Requirement:
Go through the entries below and copy each line that holds the word "brown".

Data for the task:

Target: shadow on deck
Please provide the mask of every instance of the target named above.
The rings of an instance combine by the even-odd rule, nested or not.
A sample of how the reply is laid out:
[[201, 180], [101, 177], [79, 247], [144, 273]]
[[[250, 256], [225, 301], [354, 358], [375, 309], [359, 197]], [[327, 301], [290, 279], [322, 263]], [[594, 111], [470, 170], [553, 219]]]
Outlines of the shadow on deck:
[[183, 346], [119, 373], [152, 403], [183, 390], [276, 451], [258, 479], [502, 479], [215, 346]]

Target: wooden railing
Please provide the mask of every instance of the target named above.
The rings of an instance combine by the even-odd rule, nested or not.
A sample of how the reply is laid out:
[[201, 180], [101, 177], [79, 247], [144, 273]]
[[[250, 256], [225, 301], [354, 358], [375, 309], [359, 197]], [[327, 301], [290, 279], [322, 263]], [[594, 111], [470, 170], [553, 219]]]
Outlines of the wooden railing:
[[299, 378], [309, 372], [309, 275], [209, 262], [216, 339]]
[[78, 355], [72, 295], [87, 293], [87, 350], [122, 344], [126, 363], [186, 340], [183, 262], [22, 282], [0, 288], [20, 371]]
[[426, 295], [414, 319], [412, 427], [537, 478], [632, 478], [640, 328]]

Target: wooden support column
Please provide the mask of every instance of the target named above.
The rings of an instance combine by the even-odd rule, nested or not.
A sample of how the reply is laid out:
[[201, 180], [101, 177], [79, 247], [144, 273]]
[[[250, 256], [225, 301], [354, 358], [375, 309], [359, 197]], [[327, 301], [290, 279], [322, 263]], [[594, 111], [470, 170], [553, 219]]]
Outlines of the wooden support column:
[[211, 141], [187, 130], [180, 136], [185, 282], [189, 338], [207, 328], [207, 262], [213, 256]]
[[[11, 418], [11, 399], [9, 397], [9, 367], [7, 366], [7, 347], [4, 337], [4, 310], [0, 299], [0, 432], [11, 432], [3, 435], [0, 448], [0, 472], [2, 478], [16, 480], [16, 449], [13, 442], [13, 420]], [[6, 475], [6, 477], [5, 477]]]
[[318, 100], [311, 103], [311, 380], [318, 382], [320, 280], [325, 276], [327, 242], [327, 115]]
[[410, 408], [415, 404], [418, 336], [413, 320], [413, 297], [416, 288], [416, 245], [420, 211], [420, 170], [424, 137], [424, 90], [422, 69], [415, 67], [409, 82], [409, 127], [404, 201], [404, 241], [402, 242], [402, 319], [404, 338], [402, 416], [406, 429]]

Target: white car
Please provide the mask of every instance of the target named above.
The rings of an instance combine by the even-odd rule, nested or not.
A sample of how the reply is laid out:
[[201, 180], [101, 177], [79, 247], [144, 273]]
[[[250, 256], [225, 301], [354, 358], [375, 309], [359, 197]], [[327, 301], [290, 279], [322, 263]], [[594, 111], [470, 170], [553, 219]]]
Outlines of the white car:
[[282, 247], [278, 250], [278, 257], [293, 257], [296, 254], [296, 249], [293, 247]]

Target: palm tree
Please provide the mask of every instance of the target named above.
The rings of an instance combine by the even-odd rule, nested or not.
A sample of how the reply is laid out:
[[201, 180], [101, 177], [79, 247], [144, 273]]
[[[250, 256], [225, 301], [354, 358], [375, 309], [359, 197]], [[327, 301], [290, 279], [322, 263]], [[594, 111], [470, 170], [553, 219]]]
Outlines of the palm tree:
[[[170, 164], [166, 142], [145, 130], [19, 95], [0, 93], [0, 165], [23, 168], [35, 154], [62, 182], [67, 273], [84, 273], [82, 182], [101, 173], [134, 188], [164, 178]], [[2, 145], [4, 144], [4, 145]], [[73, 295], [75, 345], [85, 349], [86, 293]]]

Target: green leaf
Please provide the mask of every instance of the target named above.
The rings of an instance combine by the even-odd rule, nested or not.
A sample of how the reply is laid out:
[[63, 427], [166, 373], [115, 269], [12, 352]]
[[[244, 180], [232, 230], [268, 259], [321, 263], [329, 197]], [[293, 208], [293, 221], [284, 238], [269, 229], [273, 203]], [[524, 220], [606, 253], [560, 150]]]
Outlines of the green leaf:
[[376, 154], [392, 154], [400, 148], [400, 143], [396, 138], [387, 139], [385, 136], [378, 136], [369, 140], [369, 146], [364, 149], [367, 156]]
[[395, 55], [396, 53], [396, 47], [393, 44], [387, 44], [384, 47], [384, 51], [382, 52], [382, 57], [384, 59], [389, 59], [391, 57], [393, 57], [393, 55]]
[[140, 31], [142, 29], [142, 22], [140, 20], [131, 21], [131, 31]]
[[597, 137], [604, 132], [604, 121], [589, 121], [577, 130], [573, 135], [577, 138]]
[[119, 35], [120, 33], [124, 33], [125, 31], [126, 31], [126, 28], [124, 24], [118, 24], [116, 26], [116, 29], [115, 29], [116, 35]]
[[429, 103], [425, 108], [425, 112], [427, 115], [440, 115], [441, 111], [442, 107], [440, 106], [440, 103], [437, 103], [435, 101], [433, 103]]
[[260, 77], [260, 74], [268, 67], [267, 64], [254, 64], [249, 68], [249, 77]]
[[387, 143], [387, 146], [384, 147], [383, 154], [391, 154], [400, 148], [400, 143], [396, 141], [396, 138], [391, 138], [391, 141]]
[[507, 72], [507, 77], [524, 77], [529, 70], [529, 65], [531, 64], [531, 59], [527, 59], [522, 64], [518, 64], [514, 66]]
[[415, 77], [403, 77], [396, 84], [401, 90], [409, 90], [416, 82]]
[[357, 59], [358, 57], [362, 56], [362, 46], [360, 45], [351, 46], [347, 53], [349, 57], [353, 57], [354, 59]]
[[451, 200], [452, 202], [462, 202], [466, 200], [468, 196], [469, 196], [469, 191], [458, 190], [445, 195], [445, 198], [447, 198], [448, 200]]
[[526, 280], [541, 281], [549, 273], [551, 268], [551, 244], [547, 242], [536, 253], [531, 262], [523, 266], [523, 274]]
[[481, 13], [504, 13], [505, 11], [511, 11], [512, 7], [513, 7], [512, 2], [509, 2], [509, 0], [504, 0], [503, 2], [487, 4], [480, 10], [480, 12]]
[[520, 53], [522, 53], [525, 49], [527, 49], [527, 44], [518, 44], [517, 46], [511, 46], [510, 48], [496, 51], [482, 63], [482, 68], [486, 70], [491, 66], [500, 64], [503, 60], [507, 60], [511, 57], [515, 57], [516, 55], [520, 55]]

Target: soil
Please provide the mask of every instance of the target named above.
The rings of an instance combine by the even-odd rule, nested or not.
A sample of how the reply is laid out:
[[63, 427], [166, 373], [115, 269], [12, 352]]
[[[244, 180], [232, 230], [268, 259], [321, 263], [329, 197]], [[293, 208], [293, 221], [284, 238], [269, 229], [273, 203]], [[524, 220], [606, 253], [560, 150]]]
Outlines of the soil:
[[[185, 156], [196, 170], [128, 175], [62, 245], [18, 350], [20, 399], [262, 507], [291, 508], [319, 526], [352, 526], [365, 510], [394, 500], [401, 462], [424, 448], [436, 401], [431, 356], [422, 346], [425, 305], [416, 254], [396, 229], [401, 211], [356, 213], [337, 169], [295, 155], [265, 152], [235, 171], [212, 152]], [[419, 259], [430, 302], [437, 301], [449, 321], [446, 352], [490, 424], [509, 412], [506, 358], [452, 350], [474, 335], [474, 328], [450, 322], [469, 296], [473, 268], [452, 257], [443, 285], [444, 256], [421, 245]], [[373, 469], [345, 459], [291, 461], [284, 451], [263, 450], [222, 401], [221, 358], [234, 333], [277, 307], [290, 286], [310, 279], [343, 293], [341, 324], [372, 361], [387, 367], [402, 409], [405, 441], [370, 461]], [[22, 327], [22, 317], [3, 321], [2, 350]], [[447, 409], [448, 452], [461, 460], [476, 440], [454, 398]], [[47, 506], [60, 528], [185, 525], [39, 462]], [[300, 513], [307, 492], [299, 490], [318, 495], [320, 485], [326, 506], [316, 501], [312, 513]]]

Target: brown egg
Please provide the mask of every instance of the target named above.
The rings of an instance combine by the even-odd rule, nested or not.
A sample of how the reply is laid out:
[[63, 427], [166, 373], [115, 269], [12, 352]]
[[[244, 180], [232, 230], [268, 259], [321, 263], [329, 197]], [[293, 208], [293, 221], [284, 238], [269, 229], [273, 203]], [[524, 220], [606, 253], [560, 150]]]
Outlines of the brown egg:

Reply to the task:
Target: brown egg
Outlines of the brown egg:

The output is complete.